STATED PROBLEM ::
Show each line in the items below that contains the string "reflection", copied in full. Case counts.

RECORDS SHOWN ::
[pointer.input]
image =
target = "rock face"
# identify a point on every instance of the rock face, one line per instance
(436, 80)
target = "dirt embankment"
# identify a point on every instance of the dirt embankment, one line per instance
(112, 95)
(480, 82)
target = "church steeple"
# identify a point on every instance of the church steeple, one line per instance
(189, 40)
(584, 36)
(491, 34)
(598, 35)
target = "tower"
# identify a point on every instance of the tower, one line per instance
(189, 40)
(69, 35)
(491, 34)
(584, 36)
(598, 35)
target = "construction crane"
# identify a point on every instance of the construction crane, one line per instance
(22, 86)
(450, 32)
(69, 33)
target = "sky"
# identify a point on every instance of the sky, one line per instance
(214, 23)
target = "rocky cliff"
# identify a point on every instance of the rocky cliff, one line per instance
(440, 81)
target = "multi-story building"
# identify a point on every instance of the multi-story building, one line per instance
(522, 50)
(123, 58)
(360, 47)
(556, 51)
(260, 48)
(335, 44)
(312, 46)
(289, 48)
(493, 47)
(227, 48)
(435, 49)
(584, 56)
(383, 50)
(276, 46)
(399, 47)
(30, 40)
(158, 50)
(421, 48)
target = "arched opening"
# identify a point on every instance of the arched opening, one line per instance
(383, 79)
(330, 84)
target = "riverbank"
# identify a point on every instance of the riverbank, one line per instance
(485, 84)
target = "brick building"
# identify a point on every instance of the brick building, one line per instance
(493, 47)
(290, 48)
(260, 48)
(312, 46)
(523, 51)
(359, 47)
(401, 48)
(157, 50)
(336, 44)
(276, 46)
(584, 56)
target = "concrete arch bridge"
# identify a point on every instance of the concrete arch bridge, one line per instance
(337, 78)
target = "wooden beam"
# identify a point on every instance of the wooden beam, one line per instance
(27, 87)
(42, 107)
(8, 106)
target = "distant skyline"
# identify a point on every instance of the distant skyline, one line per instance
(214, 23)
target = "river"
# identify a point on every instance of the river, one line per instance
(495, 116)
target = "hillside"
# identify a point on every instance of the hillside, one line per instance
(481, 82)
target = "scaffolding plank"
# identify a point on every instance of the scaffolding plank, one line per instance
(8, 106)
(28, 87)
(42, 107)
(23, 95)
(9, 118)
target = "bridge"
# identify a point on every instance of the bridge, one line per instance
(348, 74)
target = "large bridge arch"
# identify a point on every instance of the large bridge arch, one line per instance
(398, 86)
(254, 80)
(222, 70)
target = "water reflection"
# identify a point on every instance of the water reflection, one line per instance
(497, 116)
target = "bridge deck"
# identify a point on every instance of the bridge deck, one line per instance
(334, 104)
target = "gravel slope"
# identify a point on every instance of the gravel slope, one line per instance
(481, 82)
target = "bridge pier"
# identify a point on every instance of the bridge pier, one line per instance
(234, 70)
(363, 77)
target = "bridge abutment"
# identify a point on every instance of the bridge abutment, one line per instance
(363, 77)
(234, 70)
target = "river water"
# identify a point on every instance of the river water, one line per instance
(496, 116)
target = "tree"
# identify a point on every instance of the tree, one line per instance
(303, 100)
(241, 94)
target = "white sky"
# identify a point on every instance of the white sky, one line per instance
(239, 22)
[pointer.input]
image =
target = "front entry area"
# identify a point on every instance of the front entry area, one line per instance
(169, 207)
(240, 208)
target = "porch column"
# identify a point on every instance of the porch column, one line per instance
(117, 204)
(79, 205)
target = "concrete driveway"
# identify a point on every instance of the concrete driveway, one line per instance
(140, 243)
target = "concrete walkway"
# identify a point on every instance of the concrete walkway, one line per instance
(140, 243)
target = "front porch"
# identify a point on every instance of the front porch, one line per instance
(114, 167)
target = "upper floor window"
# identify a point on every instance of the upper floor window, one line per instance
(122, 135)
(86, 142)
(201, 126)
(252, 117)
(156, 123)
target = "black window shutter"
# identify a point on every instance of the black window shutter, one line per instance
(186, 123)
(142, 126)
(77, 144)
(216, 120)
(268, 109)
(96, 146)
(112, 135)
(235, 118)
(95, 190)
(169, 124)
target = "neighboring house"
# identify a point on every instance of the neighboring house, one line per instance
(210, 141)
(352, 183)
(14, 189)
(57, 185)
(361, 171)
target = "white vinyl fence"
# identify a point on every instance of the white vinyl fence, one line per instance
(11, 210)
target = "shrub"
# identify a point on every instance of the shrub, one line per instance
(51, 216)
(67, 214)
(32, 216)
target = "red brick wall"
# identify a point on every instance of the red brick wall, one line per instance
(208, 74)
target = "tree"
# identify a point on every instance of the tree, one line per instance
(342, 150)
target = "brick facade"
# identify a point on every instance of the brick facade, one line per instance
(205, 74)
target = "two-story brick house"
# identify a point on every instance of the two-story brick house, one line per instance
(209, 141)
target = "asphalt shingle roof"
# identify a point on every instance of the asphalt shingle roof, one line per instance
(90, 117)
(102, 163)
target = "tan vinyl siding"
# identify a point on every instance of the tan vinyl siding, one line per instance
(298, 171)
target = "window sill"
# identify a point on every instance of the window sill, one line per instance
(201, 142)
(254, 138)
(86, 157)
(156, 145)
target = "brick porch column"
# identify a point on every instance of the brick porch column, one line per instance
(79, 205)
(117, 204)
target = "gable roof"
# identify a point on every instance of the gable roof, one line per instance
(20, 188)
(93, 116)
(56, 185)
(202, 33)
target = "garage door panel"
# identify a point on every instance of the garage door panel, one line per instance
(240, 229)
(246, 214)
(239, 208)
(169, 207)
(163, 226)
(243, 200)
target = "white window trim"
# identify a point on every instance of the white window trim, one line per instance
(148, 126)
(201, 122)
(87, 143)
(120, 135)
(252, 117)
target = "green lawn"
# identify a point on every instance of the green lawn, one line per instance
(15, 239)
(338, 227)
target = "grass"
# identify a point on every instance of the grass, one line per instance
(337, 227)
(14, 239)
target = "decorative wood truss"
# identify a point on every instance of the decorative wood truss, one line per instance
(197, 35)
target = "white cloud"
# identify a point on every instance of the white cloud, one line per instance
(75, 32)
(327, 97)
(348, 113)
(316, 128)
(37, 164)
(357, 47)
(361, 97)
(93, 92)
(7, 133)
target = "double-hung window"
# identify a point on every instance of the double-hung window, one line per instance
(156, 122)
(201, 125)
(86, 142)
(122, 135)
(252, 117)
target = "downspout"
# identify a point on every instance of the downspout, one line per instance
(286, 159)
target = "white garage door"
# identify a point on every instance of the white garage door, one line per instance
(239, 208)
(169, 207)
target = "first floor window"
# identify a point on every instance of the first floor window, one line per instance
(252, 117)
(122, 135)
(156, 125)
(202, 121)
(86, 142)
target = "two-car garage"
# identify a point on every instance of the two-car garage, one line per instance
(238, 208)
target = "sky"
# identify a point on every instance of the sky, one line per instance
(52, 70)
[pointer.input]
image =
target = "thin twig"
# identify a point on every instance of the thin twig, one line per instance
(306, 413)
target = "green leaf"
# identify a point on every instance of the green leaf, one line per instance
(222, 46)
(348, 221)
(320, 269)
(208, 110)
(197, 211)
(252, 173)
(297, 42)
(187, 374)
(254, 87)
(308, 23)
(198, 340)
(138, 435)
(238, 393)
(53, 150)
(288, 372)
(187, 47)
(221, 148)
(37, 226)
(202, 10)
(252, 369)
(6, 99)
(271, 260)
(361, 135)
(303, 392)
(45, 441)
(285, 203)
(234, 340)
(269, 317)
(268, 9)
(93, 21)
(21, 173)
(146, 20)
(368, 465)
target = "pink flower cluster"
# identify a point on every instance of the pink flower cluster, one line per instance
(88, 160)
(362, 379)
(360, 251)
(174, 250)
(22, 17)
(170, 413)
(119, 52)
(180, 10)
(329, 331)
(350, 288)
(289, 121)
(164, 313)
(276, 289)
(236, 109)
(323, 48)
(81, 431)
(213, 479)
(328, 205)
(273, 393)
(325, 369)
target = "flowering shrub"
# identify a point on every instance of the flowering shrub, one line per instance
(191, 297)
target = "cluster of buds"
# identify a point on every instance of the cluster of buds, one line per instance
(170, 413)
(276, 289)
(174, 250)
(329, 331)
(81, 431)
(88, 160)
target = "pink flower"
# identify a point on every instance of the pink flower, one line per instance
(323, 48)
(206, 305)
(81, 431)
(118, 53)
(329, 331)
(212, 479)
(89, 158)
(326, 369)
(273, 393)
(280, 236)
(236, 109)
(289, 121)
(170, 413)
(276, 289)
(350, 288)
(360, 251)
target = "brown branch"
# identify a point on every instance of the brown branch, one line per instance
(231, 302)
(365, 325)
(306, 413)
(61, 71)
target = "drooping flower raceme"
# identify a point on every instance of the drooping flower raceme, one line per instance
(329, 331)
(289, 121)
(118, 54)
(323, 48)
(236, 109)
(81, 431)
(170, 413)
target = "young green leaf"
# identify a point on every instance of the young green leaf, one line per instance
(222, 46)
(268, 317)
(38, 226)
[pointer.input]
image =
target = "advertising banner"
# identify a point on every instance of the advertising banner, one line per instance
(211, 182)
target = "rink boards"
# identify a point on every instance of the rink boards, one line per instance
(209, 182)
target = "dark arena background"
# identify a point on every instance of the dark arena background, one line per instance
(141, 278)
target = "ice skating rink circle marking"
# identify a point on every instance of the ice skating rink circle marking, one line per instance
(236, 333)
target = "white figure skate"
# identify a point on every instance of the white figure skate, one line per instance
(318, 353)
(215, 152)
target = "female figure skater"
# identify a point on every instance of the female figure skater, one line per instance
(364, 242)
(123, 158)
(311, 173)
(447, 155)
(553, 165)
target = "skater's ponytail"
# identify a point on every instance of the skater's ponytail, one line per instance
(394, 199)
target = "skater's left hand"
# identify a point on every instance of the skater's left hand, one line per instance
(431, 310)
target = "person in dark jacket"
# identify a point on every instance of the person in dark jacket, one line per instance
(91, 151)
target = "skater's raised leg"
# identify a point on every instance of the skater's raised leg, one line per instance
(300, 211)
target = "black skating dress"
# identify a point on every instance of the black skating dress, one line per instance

RESULT ::
target = "water reflection"
# identify a point on every instance of the water reflection, one line per instance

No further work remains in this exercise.